- _TASK GOAL_:
Your response should be an exact reproduction of the data below, beginning at the line containing "Can you spot the boy" and ending with the final line.

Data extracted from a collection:
----
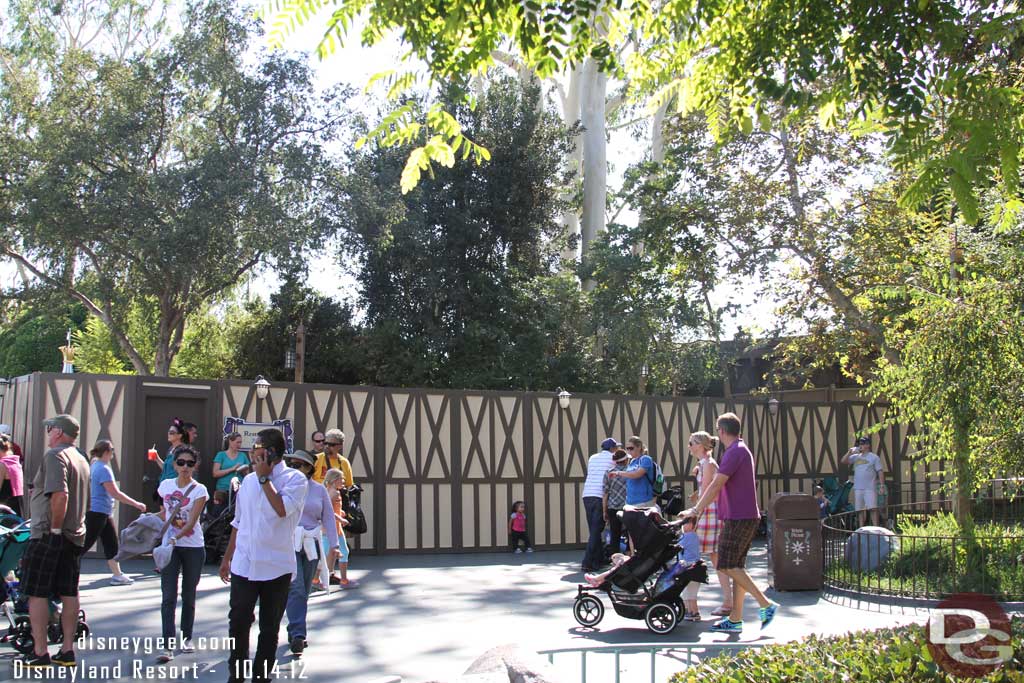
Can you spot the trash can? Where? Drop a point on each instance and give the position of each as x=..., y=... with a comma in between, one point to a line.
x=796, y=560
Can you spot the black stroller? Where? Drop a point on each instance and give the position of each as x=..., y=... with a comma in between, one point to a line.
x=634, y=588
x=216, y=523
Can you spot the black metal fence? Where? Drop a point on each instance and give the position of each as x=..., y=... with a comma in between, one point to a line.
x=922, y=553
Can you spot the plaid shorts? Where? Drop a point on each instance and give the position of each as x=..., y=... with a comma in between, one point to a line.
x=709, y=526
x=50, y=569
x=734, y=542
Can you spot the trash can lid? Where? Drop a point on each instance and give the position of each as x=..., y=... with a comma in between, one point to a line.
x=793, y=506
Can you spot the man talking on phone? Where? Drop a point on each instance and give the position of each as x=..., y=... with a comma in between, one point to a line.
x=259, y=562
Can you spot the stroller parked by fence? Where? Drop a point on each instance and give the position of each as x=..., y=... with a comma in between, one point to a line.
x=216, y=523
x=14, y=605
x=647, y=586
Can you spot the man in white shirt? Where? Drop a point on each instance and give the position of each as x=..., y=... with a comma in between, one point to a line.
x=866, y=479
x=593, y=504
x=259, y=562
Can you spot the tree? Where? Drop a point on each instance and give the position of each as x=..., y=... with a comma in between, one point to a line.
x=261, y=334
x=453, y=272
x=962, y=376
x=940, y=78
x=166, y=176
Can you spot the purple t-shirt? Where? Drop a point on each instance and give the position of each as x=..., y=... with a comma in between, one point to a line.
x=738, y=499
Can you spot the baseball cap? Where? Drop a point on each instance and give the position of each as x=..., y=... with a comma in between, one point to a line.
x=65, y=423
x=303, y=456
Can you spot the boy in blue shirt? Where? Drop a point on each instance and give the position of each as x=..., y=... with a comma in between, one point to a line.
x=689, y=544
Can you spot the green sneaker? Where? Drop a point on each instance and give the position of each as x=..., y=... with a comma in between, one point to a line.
----
- _WRITTEN ANSWER_:
Can you spot the boy in blue shirt? Where? Drop a point on each instance and give the position of each as x=..., y=... with a comma in between, one point to a line.
x=689, y=544
Can you spot the green sneaker? Where? Drop a point on each instance and give the position of each as x=..., y=... with a comma in between, one point to a line.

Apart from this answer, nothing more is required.